On aurait ainsi vu gonfler
une "bulle" constituée en large partie de véhicules Diesel qui
peinent à trouver preneur sur le marché de l’occasion depuis deux ans et
obligent les organismes financiers à se montrer prudents (3).
On aurait ainsi affaire à des
clients qui souhaiteraient continuer à se voir proposer des PCPs pour ne pas
endosser le risque sur les valeurs résiduelles mais auraient du mal à en
trouver de satisfaisants :
1) parce que la valeur du
véhicule qu’ils ramènent en concession valent moins que ce qui était prévu et
les privent du montant qui leur aurait permis de baisser leur mensualité et/ou
de grimper en gamme ;
2) parce que les organismes
de financement seraient très prudents dans l’estimation des valeurs résiduelles
et seraient conduits pour cette raison à majorer les mensualités qu’ils
proposent.
Cette attitude se
retrouverait dans les entreprises et gestionnaires de flottes qui réviseraient
leurs manières de constituer leurs parcs pour se prémunir contre un risque sur
les valeurs résiduelles considéré comme croissant sur le Diesel en particulier
(4). Il en résulterait un déclin accéléré du Diesel.
Même si on peut, en
approfondissant ses recherches, trouver un certain nombre d’indices, on est
obligé d’utiliser le conditionnel car ces conjectures ou raisonnements au
demeurant fort logiques peinent à s’adosser à des chiffres incontestables.
Ceux-ci ne peuvent venir que
des professionnels et tous savent que leurs déclarations dans un sens ou un
autre risquent d’influencer le marché. En 1948, le sociologue américain Robert
King Merton qualifiait ce genre de configuration en parlant des
"prophéties auto-réalisatrices".
Il qualifie le phénomène ainsi : "C’est,
au début, une définition fausse de la situation qui provoque un comportement
qui fait que cette définition initialement fausse devient vraie." (5).
En l’espèce, si tout le monde
pense que les valeurs résiduelles des véhicules Diesel baissent autant que la
part des ventes de Diesel dans les immatriculations alors même si la baisse
n’était pas jusqu’alors avérée les valeurs vont baisser parce que les détenteurs
de ces véhicules vont s’empresser de les vendre avant que la poursuite de la
baisse n’ait annihilé la valeur de leur actif et que les acheteurs potentiels
de ces véhicules seront persuadés qu’il vaut mieux attendre que la baisse se
poursuive.

### Données fournies
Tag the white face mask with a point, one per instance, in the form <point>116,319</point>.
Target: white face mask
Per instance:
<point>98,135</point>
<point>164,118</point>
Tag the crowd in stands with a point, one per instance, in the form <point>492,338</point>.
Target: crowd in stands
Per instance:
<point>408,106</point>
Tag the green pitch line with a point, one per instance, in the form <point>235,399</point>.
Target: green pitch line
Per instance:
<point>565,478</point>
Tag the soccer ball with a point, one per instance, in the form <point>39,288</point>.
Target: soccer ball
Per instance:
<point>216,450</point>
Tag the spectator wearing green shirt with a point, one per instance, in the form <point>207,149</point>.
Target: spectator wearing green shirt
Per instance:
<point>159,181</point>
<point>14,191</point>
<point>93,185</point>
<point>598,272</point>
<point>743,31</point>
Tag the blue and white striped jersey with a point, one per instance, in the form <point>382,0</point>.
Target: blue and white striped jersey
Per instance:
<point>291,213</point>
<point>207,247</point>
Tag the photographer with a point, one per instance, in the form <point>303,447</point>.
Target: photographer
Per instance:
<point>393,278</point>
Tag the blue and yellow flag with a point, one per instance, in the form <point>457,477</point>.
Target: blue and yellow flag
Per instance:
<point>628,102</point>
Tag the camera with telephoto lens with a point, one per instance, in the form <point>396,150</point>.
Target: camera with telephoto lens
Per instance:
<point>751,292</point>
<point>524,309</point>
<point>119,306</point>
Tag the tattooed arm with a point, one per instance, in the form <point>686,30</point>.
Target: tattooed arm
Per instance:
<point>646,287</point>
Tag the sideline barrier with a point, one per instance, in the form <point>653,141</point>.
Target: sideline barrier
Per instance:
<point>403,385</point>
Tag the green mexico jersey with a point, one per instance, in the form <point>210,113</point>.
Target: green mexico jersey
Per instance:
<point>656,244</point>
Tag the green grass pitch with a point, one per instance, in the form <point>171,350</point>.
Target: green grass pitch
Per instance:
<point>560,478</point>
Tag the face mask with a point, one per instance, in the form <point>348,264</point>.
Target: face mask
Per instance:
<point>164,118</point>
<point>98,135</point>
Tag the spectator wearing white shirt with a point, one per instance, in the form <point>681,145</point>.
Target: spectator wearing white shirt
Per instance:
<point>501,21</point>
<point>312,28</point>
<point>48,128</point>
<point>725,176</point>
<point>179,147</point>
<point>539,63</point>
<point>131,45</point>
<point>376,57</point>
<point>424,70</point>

### Énoncé
Prolongez le texte consacré aux valeurs résiduelles des véhicules Diesel en reprenant juste après sa dernière phrase.

### Résultat de l'exercice
Pour ces raisons, même si ils
la constatent ou la craignent, les professionnels vont contester la réalité de
cette baisse et crier le plus fort possible que la dite baisse n’existe pas
pour qu’elle n’ait pas lieu.
Ainsi, dans le cas anglais,
on peut se référer au magazine Motortrader (6). On y trouve le 21 mai un
article intitulé :
"Aucune espèce de crash
sur la valeur des berlines Diesel du segment C".
On y concède que les
véhicules essence sont à la hausse et les véhicules Diesel à la baisse mais
l’on s’empresse d’indiquer que la baisse sur les secondes n’est pas vérifiée
pour tous les modèles et reste modérée.
Pourtant, au Royaume-Uni, les
véhicules essence étaient déjà plutôt plus demandés sur le marché de l’occasion
que les véhicules Diesel car les acheteurs sur le marché des véhicules de 3 ans
90 000 kms examinés sont des particuliers roulant peu alors que les vendeurs
sont des flottes dont les véhicules font 30 000 kms par an.
Dès lors que, à la pompe, le
Diesel vaut plus cher que l’essence, les écarts de préférence entre les deux
types de clientèle impliquait une forte valorisation des véhicules essence que
l’on ne constatait ni en Allemagne ni a fortiori en France : selon Autovista,
les valeurs résiduelles des Diesel au Royaume-Uni étaient en pleine « folie
Diesel » (en janvier 2015) à peine 2% plus élevées que celles des essences (7).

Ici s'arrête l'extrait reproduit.